_PAGE EXTRACT_

Tag Archives: Rock Island Islanders

“The Story of Slattery is the Story of a Jinx”

22 Aug

Joe Slattery believed he was jinxed by an entire city.

Joseph Patrick Slattery was born on March 15 in 1888 or 1889—his WWI and WWII draft registrations give the 1889 date, early census data and his death certificate say 1888—in St. Louis.

He played with semi-pro teams in Mount Vernon and Kewanee, Illinois before playing his first professional game with the Dallas Giants in the Texas League in 1908.  Described by The St. Louis Globe as an excellent fielding first basemen with a weak bat, he lived up to that label during his first two seasons as a pro—hitting .125 and .199 with Dallas, the Brockton Tigers in the New England League.

In 1910, he joined the Rock Island Islanders in the Three-I League and began to hit.  He was hitting .300 in June when The St. Louis Post-Dispatch said:

Joe Slattery, Rock Island, 1910

Joe Slattery, Rock Island, 1910

“(Slattery) may obtain a trial with the Browns.  Early this week, owner (Robert) Hedges dispatched Harry Howell, one of his scouts, to look over Slattery.  It is said that Howell made a favorable report.

“Hedges is not the only club owner who has been tipped off about Slattery.  The Pittsburgh Club has had a scout looking over Slattery while it is understood that the Brooklyn Club has made an offer for his release.”

_WHAT YOU WILL DO_
Answer the following questions using the Joe Slattery page.
(a) With which team and league did Slattery play his first professional game?
(b) Which team did he join in 1910?
(c) Whom did owner Robert Hedges send to look over Slattery?

_GIVEN DATA_
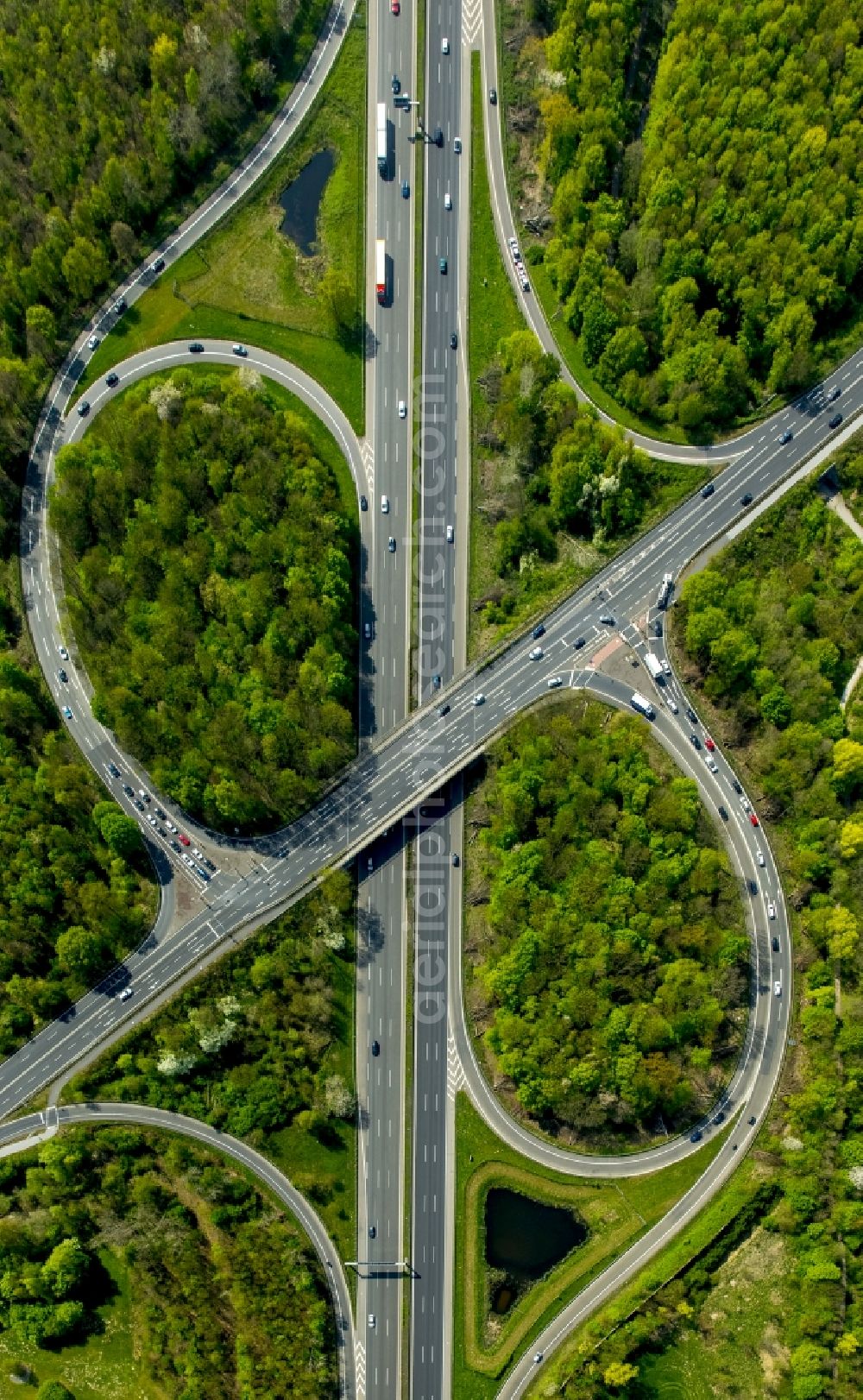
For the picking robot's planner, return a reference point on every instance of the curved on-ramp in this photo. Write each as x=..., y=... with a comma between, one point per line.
x=761, y=1053
x=36, y=1127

_OUTPUT FOR THIS TASK_
(a) The Dallas Giants in the Texas League
(b) The Rock Island Islanders in the Three-I League
(c) Harry Howell, one of his scouts